Data items

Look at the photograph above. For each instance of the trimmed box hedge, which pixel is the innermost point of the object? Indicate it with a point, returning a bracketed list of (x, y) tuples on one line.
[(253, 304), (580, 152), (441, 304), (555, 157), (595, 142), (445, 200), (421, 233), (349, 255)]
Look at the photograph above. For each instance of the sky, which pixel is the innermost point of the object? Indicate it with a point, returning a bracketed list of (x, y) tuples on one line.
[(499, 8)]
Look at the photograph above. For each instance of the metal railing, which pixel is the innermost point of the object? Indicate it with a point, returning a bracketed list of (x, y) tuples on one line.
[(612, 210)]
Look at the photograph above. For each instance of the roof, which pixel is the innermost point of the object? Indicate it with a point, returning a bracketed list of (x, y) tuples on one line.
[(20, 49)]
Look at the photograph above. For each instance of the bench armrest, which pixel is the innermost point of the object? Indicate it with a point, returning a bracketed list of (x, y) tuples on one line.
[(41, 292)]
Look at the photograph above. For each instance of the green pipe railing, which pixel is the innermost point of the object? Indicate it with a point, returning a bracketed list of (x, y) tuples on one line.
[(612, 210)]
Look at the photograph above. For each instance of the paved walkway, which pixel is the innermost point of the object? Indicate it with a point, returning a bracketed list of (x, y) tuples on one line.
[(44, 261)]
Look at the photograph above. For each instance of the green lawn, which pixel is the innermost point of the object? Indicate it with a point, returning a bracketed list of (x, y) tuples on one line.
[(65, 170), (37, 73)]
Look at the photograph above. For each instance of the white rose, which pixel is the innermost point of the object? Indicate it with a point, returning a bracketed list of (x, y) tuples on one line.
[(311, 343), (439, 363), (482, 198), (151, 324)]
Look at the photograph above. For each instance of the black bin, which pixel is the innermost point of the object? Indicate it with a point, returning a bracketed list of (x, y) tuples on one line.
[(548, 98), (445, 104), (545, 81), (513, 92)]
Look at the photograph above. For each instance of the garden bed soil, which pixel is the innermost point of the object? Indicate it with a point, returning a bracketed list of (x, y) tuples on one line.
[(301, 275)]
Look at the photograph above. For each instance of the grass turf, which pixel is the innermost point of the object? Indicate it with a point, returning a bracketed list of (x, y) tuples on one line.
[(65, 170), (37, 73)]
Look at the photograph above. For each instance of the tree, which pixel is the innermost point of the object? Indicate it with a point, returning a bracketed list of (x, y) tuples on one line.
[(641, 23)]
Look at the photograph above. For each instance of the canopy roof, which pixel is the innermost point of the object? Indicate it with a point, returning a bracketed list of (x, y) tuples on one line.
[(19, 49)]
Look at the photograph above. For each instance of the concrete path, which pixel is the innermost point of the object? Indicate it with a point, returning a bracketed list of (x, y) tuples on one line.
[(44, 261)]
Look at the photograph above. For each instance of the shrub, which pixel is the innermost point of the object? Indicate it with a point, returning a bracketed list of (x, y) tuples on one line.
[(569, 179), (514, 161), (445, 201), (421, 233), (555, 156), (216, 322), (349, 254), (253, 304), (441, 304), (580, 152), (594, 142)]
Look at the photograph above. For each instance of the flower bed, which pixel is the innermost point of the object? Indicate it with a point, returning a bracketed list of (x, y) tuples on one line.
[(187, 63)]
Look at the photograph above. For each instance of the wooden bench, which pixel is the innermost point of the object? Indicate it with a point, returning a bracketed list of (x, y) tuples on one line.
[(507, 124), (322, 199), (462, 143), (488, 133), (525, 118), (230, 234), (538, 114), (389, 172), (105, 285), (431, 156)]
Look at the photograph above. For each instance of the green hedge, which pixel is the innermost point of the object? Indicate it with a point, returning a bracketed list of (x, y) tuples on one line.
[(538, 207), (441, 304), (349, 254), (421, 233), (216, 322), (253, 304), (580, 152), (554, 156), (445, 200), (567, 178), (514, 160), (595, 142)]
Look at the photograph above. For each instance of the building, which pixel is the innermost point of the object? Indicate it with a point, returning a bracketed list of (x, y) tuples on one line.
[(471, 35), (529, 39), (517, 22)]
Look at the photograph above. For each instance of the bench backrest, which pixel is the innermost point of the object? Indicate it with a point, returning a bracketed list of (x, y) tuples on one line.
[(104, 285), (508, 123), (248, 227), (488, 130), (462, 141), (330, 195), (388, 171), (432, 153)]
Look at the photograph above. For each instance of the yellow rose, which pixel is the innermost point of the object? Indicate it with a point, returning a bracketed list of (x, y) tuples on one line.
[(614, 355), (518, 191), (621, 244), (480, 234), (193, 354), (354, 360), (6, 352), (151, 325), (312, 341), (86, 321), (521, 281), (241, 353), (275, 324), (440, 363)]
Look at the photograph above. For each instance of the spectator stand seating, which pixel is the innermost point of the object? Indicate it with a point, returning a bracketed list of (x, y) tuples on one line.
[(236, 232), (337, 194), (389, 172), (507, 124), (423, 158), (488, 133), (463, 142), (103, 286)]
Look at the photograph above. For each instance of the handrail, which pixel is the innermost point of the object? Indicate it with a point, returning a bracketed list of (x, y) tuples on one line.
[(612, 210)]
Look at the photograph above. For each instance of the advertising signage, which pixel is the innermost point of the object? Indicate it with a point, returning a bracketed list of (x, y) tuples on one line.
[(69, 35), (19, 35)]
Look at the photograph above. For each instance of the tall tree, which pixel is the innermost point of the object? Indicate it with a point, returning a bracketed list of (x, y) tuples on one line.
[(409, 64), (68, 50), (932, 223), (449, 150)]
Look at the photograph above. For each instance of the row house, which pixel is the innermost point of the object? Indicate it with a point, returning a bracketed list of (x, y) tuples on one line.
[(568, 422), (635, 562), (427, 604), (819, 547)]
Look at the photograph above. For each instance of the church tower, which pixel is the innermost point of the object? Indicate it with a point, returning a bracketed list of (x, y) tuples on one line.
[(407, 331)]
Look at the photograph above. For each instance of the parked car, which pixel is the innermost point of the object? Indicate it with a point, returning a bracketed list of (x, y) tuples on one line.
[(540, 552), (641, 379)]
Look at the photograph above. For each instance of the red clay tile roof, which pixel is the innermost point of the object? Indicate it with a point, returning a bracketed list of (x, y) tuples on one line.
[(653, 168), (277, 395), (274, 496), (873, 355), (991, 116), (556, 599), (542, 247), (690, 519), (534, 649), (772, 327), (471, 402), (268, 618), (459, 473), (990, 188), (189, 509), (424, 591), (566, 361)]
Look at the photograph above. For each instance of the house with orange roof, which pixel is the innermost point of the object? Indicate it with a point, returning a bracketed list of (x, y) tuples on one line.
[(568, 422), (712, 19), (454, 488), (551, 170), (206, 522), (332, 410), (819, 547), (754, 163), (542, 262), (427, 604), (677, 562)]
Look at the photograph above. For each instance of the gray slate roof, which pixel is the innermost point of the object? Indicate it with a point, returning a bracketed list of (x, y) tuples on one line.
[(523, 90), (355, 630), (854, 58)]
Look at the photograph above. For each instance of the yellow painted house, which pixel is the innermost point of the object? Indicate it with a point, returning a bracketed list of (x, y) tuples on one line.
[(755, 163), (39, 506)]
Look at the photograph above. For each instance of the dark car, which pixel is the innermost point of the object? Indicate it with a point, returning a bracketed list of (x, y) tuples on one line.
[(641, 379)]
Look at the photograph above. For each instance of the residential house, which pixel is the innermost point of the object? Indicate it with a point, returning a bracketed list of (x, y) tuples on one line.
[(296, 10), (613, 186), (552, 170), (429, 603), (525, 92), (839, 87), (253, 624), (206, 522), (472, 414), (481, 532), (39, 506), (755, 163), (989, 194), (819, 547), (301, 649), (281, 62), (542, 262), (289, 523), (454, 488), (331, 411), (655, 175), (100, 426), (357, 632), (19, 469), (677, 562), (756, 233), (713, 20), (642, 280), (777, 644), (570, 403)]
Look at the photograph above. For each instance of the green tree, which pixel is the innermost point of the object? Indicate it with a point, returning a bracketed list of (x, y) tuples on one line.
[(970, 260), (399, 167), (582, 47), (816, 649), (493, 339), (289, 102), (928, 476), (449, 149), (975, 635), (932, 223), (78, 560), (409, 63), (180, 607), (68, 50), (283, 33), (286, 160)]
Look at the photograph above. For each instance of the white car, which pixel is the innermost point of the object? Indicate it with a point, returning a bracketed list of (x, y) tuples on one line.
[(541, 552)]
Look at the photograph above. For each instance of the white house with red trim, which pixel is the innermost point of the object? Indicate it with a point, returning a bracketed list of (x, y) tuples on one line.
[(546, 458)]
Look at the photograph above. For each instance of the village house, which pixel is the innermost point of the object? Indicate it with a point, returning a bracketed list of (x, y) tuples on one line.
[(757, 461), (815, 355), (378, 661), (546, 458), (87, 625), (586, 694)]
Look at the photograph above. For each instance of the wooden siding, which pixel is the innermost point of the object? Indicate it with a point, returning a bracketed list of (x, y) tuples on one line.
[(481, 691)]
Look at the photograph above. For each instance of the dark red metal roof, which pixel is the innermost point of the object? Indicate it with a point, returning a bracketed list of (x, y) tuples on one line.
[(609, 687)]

Task directions
Restate exactly the lines running from the line with "the white house" to the end of the entries above, both ends included.

Written solution
Look at the photograph above. For each instance of the white house with red trim, which pixel is the innermost point of the object? Indicate it with a point, returning a bracketed list of (x, y) tuples on one line.
[(546, 458)]
Look at the photograph above. For each instance of the village house, which pixel is the innermost point of the object? Indicate it with a point, returning a bracketed list of (x, y) tuples on one line.
[(757, 461), (815, 355), (378, 661), (546, 458), (87, 625), (586, 694)]
Look at the photograph above. For each instance of the wooden siding, which pixel is the innermost point of the object? Indicate it with a point, returning a bracketed list of (x, y) tuples on one line.
[(481, 691)]
Look at the photograph above. For each instance of the dark red metal roof, which pixel is the innermost point of the object? Indicate it with a point, returning a bracketed list of (x, y) tuples on one line.
[(609, 687)]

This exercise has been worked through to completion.